# [Exercise]
Identify each line below that contains the string "adult", and copy every such line in full.

# [Entries provided]
──────────
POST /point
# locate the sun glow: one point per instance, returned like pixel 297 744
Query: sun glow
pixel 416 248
──────────
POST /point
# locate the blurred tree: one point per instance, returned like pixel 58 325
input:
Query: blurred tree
──────────
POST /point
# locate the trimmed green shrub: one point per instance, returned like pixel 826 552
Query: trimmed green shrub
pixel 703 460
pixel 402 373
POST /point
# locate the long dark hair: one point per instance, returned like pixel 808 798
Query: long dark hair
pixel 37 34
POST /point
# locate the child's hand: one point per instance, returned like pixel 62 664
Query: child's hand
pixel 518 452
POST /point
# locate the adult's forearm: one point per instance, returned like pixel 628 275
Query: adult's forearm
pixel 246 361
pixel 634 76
──────────
# [Output of the exercise]
# locate the adult's forearm: one point per instance, returned like pixel 628 275
Query: adult's forearm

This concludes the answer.